# como medir el consumo de un equipo electronico



## meledu (Mar 1, 2006)

hola chicos mi duda surge de una fuente que hice la cual la hago funcionar cojn una bateria y bueno es de 7 a y quiero saber cuanto me ba durar y para eso necesito saber cuanto consume lo que alimente con kmi fuente............


----------



## mustangV8 (Mar 3, 2006)

Mmm.. no entiendo bien tu pregunta.  Si queres saber cuanto consume un equipo lo mejor seria fijarse en un manual.  Si el equipo es construido por vos tendrias que poder calcularlo.  Si queres conocer el consumo real tendrias que usar un buen tester o multimetro y medir la corriente que circula por uno de los terminales de alimentacion.  Para esto tenes que poner el tester en serie con la carga (el equipo), posiblemente cortando uno de los cables de alimentacion.  Hay que tener una idea estimada de la corriente porque los testers en general aguantan un maximo de 10A pero solo durante unos segundos (esto puede variar segun modelo).
Bien, ahora conociendo la corriente lo que resta es multiplicar ese valor por la tension de alimentacion y el resultado es la potencia. Sin embargo si lo estas alimentando con una bateria y queres saber cuanto va  a durarte la carga lo que necesitas conocer es la energia almacenada en la bateria y no la potencia.  Para eso tendrias que decirme cual es la carga nominal en mAH o AH (coulombs) y luego te digo. La ecuacion para conocer la energia es E=1/2*Q*V V es la tension y Q la carga en coulombs. Si sabes cual es la carga en mAh para convertir haces esto Q=mAH*3.6
Bueno basta explicate un poco mejor y te digo.

Saludos.


----------



## meledu (Mar 4, 2006)

hola amigo gracias por tu respuesta bueno la carga de mi bateria es de 4Ah 20h bueno es lo que dice en la bateria sealed que tengo y la pregunta era porque me construi un alimentador y no se cuanto consumo tendra yncluso he construido un conversor para lo cual estoy usando 2 de las baterias que te hable y quiero calcular cuanto durara ........para los dos casos ...


----------



## meledu (Mar 13, 2006)

hola chicos plis no se olviden de este caso aver si me responden


----------

● Bloque de datos:
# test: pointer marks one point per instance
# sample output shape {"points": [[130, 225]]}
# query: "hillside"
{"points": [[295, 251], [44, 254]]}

● Ejercicio 1: Repite sin cambios la parte del hilo sobre el consumo de un equipo que empieza con las palabras que contienen "hola amigo gracias" y termina con "dos casos ...".
● Ejercicio 2:
Responde según el hilo sobre el consumo de un equipo:
(a) Según mustangV8, ¿cuánta corriente aguantan como máximo los testers en general?
(b) ¿Qué carga dice meledu que tiene su batería?
(c) ¿Cuántas baterías usa meledu para el conversor?
Las líneas no tienen nada que ver con el hilo sobre el consumo de un equipo.

● Respuesta esperada 1:
hola amigo gracias por tu respuesta bueno la carga de mi bateria es de 4Ah 20h bueno es lo que dice en la bateria sealed que tengo y la pregunta era porque me construi un alimentador y no se cuanto consumo tendra yncluso he construido un conversor para lo cual estoy usando 2 de las baterias que te hable y quiero calcular cuanto durara ........para los dos casos ...

● Respuesta esperada 2:
(a) 10A, pero solo durante unos segundos.
(b) 4Ah 20h.
(c) Dos.